(Dataset records)
##########
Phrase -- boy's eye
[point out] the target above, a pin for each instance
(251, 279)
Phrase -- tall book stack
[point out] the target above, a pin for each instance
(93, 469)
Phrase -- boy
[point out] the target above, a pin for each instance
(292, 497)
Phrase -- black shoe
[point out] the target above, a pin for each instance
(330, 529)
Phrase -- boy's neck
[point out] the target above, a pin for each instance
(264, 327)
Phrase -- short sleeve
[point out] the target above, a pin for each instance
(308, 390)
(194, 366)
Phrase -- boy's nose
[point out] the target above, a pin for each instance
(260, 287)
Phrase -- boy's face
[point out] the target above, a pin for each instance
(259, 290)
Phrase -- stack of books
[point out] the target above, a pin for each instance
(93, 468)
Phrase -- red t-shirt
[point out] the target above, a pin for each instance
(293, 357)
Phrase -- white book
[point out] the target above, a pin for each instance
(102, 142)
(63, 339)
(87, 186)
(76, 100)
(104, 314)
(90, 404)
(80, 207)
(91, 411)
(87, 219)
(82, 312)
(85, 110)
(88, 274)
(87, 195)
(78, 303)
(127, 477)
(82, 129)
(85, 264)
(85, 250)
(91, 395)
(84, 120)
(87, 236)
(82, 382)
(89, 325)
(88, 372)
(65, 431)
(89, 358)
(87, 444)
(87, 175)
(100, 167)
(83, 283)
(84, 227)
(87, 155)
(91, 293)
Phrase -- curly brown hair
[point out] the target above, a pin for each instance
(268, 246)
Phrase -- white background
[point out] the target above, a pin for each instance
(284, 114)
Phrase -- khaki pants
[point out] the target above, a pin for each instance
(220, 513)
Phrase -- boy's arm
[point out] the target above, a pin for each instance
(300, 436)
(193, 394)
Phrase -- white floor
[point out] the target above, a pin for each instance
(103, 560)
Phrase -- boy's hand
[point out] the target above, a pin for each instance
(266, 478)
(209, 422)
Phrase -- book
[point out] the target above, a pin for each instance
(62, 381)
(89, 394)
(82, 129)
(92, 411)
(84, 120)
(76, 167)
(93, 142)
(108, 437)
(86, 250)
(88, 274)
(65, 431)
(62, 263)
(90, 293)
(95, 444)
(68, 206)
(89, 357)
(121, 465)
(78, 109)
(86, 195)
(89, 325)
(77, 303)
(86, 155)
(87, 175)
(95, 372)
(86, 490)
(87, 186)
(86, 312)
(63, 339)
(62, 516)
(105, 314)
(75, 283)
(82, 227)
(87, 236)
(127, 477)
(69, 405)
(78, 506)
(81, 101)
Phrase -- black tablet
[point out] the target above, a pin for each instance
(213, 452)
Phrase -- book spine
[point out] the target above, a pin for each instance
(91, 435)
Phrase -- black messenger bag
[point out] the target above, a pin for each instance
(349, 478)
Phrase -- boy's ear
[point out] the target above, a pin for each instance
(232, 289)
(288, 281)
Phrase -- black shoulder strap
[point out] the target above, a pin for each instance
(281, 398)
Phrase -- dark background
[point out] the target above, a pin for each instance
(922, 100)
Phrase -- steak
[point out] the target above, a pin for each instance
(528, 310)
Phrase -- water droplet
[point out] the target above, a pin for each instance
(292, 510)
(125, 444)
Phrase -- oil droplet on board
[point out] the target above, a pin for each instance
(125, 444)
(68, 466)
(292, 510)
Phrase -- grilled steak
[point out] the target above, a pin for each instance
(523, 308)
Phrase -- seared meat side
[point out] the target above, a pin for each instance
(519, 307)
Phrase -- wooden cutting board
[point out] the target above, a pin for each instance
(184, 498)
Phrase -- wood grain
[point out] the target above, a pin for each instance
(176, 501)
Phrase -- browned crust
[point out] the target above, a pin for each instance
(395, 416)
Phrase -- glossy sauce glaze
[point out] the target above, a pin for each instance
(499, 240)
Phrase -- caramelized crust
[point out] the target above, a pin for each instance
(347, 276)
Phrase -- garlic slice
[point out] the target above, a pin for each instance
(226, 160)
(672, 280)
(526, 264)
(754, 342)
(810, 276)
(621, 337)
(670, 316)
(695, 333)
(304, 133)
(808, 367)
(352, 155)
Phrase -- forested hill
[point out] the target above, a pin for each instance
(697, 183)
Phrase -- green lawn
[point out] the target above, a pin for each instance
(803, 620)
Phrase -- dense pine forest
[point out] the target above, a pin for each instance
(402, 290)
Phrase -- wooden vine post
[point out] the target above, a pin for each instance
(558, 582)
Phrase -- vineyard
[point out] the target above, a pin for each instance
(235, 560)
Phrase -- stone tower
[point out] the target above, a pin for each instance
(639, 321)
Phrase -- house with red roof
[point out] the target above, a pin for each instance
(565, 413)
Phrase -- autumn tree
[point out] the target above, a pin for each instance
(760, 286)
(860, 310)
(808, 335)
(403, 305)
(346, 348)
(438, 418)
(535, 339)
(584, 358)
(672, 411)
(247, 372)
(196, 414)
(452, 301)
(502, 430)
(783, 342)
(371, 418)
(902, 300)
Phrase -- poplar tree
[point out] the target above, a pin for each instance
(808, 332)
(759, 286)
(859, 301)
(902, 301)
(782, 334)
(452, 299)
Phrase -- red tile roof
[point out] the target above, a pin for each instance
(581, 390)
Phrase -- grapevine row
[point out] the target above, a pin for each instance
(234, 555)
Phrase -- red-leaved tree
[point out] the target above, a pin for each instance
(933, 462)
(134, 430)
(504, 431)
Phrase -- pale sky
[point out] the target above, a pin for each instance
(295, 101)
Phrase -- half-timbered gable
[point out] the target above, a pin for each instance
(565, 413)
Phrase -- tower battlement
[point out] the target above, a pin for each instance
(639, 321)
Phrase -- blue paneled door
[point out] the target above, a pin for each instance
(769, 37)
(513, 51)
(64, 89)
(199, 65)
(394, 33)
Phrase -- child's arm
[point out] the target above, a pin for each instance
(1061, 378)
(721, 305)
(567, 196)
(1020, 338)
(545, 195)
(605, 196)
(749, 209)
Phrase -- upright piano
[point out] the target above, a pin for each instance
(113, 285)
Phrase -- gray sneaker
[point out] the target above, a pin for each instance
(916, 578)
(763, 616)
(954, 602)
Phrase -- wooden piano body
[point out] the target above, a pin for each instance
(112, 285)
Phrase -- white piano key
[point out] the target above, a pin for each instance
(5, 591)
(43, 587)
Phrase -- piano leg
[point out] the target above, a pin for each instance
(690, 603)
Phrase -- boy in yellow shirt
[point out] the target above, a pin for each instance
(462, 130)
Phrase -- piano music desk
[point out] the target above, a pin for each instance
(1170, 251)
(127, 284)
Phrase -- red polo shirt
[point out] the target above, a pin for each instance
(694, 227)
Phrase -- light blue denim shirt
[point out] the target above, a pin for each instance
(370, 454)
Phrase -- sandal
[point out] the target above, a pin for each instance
##########
Objective
Rescale everything from the line containing "Phrase -- blue paneled door" down to the end of the records by reproducing all of these lines, requests included, with each point coordinate in the answers multiplied by 0.2 and rounded to the nearest whole number, halves rounded up. Return only these lines.

Answer to this problem
Phrase -- blue paneled door
[point out] the target above, a pin for each instance
(154, 7)
(103, 10)
(13, 18)
(40, 13)
(79, 7)
Phrase -- child's arm
[point out] the target above, a pin for each instance
(212, 76)
(144, 61)
(113, 39)
(204, 68)
(109, 39)
(121, 39)
(150, 42)
Phrase -- upright piano
[point out] the target above, a pin for each instance
(23, 57)
Phrase -- gray sneaker
[point out] the target above, a pin for each instance
(183, 116)
(153, 123)
(191, 120)
Phrase -- wooden piano body
[point out] the target above, a pin for each instance
(22, 57)
Phrase -- white piano key
[point out] the target above, a pin for each instance
(1, 118)
(9, 117)
Phrase -- piano leg
[point out] the target above, a pin for each instance
(138, 121)
Phrase -- boy in yellow shirt
[point out] the target above, a pin for each instance
(92, 26)
Phrase -- piano music desk
[point out] the target above, a pin for each instance
(234, 50)
(25, 57)
Phrase -- red polo shirt
[point out] the target above, a pin for each instance
(139, 45)
Phrase -- light blue denim shirt
[point out] the target above, a pin for each instance
(74, 91)
Phrase -- sandal
[point out] the target above, a pin for each instance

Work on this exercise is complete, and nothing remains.